| WHAT THE TASK REQUIRES |
Could you rewrite the material starting at the line containing "Place one marker on each instance of the pale" and ending at the line containing "Target: pale blue sky", changing "pale" to "light" and keeping everything else the same?

| AVAILABLE DATA |
▶

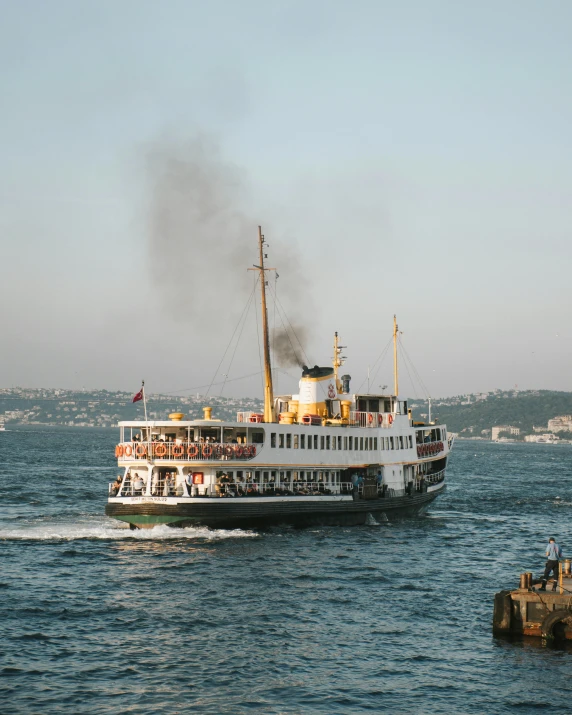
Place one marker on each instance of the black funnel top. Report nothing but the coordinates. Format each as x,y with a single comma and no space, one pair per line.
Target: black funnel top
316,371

◀
▶

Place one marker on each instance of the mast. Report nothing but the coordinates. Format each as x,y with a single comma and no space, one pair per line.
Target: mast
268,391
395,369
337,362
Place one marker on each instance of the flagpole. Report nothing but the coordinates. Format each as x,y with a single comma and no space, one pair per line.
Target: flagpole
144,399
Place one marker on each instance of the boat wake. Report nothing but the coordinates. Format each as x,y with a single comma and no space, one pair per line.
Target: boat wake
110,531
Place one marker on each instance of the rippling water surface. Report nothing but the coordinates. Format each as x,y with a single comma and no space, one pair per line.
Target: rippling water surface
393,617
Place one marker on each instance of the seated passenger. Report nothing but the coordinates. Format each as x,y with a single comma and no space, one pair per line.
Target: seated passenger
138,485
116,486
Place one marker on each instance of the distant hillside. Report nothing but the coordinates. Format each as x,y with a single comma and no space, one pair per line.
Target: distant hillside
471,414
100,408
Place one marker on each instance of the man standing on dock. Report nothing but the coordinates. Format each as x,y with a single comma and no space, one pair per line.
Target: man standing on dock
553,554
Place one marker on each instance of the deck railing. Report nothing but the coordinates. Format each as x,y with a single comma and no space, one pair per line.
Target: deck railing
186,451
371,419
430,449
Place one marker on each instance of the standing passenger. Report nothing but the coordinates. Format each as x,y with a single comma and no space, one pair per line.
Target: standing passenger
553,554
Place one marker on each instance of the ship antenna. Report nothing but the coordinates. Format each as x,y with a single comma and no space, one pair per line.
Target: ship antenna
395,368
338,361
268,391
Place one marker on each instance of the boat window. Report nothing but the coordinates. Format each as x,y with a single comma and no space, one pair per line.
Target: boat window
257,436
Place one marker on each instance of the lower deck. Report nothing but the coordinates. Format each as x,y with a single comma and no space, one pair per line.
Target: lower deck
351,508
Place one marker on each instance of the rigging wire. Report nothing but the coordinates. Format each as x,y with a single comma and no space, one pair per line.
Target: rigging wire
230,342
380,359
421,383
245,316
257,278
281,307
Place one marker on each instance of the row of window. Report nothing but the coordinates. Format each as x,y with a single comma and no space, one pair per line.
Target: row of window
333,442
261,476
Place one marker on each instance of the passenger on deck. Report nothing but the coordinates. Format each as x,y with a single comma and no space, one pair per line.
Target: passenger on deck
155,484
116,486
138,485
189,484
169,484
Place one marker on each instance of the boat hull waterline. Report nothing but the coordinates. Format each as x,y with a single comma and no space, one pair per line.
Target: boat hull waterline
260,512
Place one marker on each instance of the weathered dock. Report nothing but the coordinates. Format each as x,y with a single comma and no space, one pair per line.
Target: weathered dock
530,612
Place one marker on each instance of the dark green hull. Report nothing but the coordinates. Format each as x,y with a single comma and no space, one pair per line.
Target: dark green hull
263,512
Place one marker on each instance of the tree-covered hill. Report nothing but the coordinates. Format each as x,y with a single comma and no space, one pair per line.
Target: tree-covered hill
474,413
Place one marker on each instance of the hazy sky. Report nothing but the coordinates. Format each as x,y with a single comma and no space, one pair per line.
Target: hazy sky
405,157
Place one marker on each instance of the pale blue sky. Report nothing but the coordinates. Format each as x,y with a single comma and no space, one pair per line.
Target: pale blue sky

◀

| THE RESULT |
Place one marker on each instance of the light blue sky. Report nothing but the coordinates. Format each as x,y with a single comma and no space, one pair per line.
Target: light blue sky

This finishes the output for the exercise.